» MATERIAL TO PROCESS:

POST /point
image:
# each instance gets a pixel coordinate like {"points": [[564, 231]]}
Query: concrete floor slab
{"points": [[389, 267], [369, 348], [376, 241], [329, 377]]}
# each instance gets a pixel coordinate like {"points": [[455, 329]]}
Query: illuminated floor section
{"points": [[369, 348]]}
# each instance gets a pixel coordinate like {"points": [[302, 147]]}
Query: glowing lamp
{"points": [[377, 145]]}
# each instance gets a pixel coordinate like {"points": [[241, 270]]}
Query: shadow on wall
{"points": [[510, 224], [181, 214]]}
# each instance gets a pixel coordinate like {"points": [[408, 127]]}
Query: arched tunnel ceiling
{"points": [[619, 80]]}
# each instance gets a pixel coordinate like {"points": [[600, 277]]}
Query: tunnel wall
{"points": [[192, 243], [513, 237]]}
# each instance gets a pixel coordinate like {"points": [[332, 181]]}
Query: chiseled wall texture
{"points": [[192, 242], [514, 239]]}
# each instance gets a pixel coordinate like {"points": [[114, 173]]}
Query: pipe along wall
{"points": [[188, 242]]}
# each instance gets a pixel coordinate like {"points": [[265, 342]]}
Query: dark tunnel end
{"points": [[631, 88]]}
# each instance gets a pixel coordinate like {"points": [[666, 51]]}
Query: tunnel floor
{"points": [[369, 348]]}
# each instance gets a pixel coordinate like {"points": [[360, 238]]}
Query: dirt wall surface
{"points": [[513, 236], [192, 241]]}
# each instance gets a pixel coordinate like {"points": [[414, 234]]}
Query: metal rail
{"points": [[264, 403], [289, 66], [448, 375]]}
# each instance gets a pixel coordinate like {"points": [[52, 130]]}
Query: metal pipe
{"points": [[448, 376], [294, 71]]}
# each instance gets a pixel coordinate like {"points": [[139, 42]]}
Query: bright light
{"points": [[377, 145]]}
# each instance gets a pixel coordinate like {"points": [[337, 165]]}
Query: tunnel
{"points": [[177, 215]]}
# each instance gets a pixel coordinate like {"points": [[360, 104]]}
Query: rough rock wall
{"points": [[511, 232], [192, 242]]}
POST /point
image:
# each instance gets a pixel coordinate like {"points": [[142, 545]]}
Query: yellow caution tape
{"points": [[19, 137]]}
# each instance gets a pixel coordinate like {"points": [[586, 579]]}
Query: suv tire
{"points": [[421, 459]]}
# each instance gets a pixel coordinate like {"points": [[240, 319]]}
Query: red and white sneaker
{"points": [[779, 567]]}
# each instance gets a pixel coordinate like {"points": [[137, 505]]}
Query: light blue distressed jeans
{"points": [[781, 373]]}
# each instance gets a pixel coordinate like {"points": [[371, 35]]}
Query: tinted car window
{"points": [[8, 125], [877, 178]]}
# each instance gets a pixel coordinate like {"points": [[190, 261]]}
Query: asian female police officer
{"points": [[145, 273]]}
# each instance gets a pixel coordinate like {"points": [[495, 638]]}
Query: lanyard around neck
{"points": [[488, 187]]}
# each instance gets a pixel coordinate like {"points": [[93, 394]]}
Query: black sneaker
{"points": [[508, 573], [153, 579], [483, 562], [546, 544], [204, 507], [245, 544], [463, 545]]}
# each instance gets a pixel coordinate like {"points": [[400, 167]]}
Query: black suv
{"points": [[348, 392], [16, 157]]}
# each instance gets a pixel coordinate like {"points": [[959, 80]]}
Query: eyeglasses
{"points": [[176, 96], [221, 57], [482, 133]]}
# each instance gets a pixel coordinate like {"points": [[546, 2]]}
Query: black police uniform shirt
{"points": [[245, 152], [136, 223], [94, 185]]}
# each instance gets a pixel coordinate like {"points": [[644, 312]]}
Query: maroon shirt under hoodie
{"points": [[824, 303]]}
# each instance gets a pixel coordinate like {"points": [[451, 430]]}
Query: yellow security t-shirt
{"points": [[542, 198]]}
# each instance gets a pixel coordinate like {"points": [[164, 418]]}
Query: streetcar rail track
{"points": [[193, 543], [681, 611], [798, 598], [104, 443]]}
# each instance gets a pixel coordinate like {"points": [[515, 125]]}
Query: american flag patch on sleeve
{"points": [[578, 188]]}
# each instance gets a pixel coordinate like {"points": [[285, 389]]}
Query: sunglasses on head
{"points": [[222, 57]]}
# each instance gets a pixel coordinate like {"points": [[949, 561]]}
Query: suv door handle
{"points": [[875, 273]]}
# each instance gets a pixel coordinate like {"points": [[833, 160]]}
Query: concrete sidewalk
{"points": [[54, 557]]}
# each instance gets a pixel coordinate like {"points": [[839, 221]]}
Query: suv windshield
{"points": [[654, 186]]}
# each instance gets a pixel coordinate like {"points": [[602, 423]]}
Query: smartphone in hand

» EXERCISE PROMPT:
Copy out the material in its entirety. Keep it exact.

» OUTPUT FOR THIS EXERCISE:
POST /point
image:
# each instance gets a pixel coordinate like {"points": [[564, 231]]}
Query: concrete floor slab
{"points": [[389, 267], [369, 348], [376, 241], [329, 377]]}
# each instance gets a pixel coordinate like {"points": [[455, 329]]}
Query: illuminated floor section
{"points": [[369, 348]]}
# each instance gets a pixel coordinate like {"points": [[302, 147]]}
Query: glowing lamp
{"points": [[377, 145]]}
# each instance gets a pixel coordinate like {"points": [[241, 270]]}
Query: shadow on wall
{"points": [[510, 224], [181, 214]]}
# each instance gets a pixel coordinate like {"points": [[408, 127]]}
Query: arched tunnel ceiling
{"points": [[619, 80]]}
# each instance gets a pixel coordinate like {"points": [[600, 277]]}
Query: tunnel wall
{"points": [[192, 243], [513, 237]]}
# each instance gets a pixel coordinate like {"points": [[332, 181]]}
Query: chiseled wall texture
{"points": [[192, 242], [514, 239]]}
# each instance gets a pixel coordinate like {"points": [[114, 173]]}
Query: pipe along wall
{"points": [[188, 242]]}
# each instance gets a pixel coordinate like {"points": [[265, 342]]}
Query: dark tunnel end
{"points": [[631, 88]]}
# each instance gets a pixel coordinate like {"points": [[666, 51]]}
Query: tunnel floor
{"points": [[369, 348]]}
# each instance gets a pixel coordinate like {"points": [[360, 238]]}
Query: dirt wall surface
{"points": [[513, 236], [192, 241]]}
# each instance gets a pixel coordinate like {"points": [[414, 234]]}
Query: metal rail
{"points": [[264, 403], [289, 66], [448, 375]]}
# each instance gets a pixel coordinate like {"points": [[52, 130]]}
Query: metal pipe
{"points": [[448, 376], [294, 71]]}
# each instance gets a pixel coordinate like {"points": [[139, 42]]}
Query: bright light
{"points": [[377, 145]]}
# each instance gets a pixel coordinate like {"points": [[337, 165]]}
Query: tunnel
{"points": [[177, 215]]}
# each instance gets a pixel coordinate like {"points": [[360, 104]]}
Query: rough rock wall
{"points": [[511, 232], [192, 242]]}
POST /point
image:
# each instance gets a pixel coordinate like {"points": [[142, 545]]}
Query: yellow caution tape
{"points": [[19, 137]]}
# each instance gets a pixel coordinate like {"points": [[586, 579]]}
Query: suv tire
{"points": [[421, 459]]}
# each instance gets a pixel coordinate like {"points": [[240, 319]]}
Query: red and white sneaker
{"points": [[779, 567]]}
# each instance gets a pixel coordinate like {"points": [[137, 505]]}
Query: light blue distressed jeans
{"points": [[781, 373]]}
# each instance gets a pixel coordinate like {"points": [[371, 35]]}
Query: tinted car window
{"points": [[8, 125], [877, 178]]}
# each instance gets a pixel coordinate like {"points": [[190, 261]]}
Query: asian female police officer
{"points": [[145, 273]]}
# each instance gets a pixel coordinate like {"points": [[495, 638]]}
Query: lanyard around neck
{"points": [[488, 187]]}
# each instance gets a pixel coordinate like {"points": [[93, 394]]}
Query: black sneaker
{"points": [[508, 573], [153, 579], [483, 562], [546, 544], [204, 507], [245, 544], [463, 545]]}
# each instance gets a pixel coordinate like {"points": [[400, 167]]}
Query: black suv
{"points": [[348, 392], [16, 157]]}
# each instance gets a pixel coordinate like {"points": [[959, 80]]}
Query: eyeglasses
{"points": [[176, 96], [221, 57], [482, 133]]}
# each instance gets a pixel coordinate like {"points": [[546, 2]]}
Query: black police uniform shirt
{"points": [[245, 152], [136, 223], [94, 185]]}
# each instance gets a pixel coordinate like {"points": [[644, 312]]}
Query: maroon shirt under hoodie
{"points": [[824, 303]]}
# each instance gets a pixel coordinate like {"points": [[451, 430]]}
Query: yellow security t-shirt
{"points": [[542, 198]]}
# each instance gets a pixel coordinate like {"points": [[164, 418]]}
Query: streetcar rail track
{"points": [[193, 543], [681, 611], [798, 598], [104, 443]]}
# each instance gets a pixel coordinate like {"points": [[515, 125]]}
Query: american flag patch on sleeve
{"points": [[578, 188]]}
# each instance gets a pixel coordinate like {"points": [[285, 389]]}
Query: sunglasses on head
{"points": [[222, 57]]}
# each instance gets a pixel coordinate like {"points": [[949, 561]]}
Query: suv door handle
{"points": [[875, 273]]}
# each instance gets a pixel coordinate like {"points": [[833, 160]]}
Query: concrete sidewalk
{"points": [[54, 557]]}
# each instance gets a pixel coordinate like {"points": [[839, 221]]}
Query: suv windshield
{"points": [[654, 186]]}
# each instance gets a pixel coordinate like {"points": [[602, 423]]}
Query: smartphone in hand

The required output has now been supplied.